### [Given passage]
Son has finally decided he’s ready to move south!

12/12, 7:52am
Me:  I don’t blame him.

12/12, 7:53am
Emily:  Now the fun part of getting house ready for sale and house hunting in warmer climates

12/12, 8:46am
Me:  Right! And then there’s the little thing called work!

12/12, 8:47am
Emily:  I can work from anywhere I have internet…not a prob

12/12, 8:52am
Me:  That’s great!!!

12/12, 10:16am
Emily:  Body memories overwhelming right now! Pray

12/12, 11:05am
Me:  I had an interesting talk with a woman who has helped people overcome this problem. She was kind of quirky so I just asked questions and processed it. She says that the body remembers, like you are saying, and that the person needs to speak to it and say all the things you wish you had said during the time it happened. That is why people who’ve been hurt in a physical way will often recoil to touch, which we both know is true. She actually allows people to be combative, with her as their target. I thought that was a bit extreme, but I could see the getting it out and saying all those things so they won’t be harbored any longer; of course, seeking God throughout the process. She asked me about my healing. I told her. She was surprised that I could do it on my own, alone with God. (At the time) there were many tears…and it hurt, but it was gone when I was done.

12/12, 11:06am
Me:  Praying.

12/12, 11:13am
Emily:  I’m scared I’ll be lost if I attempt myself.

12/12, 12:54pm
Me:  Not a good idea, I agree. Unless God brings you to that place. Then He will help you. I suppose He works in us all differently.

___________

December 13, 20**

12/13, 2:45pm
Emily:  Sat at lunch with son at a fav pizza place and became overwhelmed with tears.

12/13, 5:27pm
Me:  Why?

12/13, 6:06pm
Emily:  (It) might have something to do with…20 yrs ago tonight my life changed forever

12/13, 6:40pm
Me:  Oh. So sorry

12/13, 6:41pm
Emily:  no need

12/13, 6:41pm
Me:  a hard thing.

12/13, 6:42pm
Emily: brutally attacked, beaten, raped & left for dead, the straw that broke the camel’s back and led me into a life of gangs

12/13, 6:42pm
Me:  By one person or more?

12/13, 6:44pm
Emily:  this night, 3 came out of building but only 1

12/13, 6:46pm
Me:  Stranger or the guy from your post earlier this week?

12/13, 6:46pm
Emily:  stranger
cops never found him

12/13, 6:47pm
Me:  Awful.

12/13, 6:47pm
Emily:  na…it is what it is
a few yrs ago i went back to the area and got really mad at God for putting a church on that run down empty lot (where) it had occurred

12/13, 6:49pm
Me:  It is. You had to crawl out of the grip of pure evil.
He redeemed it.

### [Data]
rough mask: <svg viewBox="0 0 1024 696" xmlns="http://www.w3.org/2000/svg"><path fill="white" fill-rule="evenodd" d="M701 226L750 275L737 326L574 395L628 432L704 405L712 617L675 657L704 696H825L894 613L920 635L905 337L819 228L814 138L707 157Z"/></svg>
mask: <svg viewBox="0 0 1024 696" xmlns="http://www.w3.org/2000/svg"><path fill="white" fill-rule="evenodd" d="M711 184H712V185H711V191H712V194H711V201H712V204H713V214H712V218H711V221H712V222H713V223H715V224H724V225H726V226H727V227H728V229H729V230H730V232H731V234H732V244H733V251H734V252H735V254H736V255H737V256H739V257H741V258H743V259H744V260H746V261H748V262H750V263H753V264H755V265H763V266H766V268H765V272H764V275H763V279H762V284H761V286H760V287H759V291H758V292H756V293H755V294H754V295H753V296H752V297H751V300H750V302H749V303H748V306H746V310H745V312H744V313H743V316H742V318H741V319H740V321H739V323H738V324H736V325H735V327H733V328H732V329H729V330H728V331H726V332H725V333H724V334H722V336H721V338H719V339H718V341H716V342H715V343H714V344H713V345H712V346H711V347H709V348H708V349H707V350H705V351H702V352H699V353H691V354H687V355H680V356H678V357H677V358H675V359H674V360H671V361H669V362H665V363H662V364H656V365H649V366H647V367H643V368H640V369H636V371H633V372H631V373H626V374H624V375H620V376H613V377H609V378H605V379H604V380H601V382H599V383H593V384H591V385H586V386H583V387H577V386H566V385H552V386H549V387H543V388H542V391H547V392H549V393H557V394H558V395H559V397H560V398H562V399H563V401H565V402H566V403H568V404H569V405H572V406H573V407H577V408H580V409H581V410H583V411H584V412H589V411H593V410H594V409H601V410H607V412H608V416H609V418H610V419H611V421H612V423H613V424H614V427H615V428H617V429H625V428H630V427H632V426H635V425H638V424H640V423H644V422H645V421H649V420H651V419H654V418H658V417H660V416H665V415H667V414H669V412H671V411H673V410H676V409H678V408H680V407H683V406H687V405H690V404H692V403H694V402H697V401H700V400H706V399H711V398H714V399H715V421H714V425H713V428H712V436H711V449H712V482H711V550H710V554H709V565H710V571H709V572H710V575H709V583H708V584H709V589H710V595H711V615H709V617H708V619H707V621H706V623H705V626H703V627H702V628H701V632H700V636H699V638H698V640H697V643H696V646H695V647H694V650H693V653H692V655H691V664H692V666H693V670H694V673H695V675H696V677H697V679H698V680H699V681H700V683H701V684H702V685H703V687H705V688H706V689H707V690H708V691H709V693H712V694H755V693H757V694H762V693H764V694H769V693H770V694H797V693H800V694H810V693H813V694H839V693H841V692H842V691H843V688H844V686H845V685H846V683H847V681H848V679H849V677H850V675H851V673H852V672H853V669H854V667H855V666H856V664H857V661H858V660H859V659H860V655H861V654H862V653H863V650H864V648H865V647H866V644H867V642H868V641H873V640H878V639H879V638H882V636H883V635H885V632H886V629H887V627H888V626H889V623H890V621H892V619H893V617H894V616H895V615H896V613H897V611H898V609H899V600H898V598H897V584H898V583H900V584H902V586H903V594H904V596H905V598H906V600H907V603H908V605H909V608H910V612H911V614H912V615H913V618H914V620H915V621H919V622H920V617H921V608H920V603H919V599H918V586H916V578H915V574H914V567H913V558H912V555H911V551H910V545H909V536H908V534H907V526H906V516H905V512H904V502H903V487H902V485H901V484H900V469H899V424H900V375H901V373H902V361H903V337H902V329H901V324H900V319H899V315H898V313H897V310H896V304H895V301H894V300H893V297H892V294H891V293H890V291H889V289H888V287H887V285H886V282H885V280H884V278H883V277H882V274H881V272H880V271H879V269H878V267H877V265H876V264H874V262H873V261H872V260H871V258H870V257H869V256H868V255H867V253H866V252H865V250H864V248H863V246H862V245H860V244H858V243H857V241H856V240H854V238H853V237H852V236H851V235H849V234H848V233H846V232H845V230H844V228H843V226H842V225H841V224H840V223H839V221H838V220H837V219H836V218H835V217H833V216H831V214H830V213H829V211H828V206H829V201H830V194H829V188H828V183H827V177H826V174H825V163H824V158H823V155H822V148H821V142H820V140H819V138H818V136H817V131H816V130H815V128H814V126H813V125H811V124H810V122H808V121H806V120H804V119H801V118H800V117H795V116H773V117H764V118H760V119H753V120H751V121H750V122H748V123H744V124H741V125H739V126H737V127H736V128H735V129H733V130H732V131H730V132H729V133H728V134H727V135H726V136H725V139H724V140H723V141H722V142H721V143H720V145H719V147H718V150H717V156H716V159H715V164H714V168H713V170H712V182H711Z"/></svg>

### [Activities]
• a. According to the message exchange, where did Emily say she could work from?
• b. Repeat the part of the message exchange from "12/13, 5:27pm" up to and including "a hard thing.".

### [Results for each task]
• a. Anywhere she has internet.

• b.
12/13, 5:27pm
Me:  Why?

12/13, 6:06pm
Emily:  (It) might have something to do with…20 yrs ago tonight my life changed forever

12/13, 6:40pm
Me:  Oh. So sorry

12/13, 6:41pm
Emily:  no need

12/13, 6:41pm
Me:  a hard thing.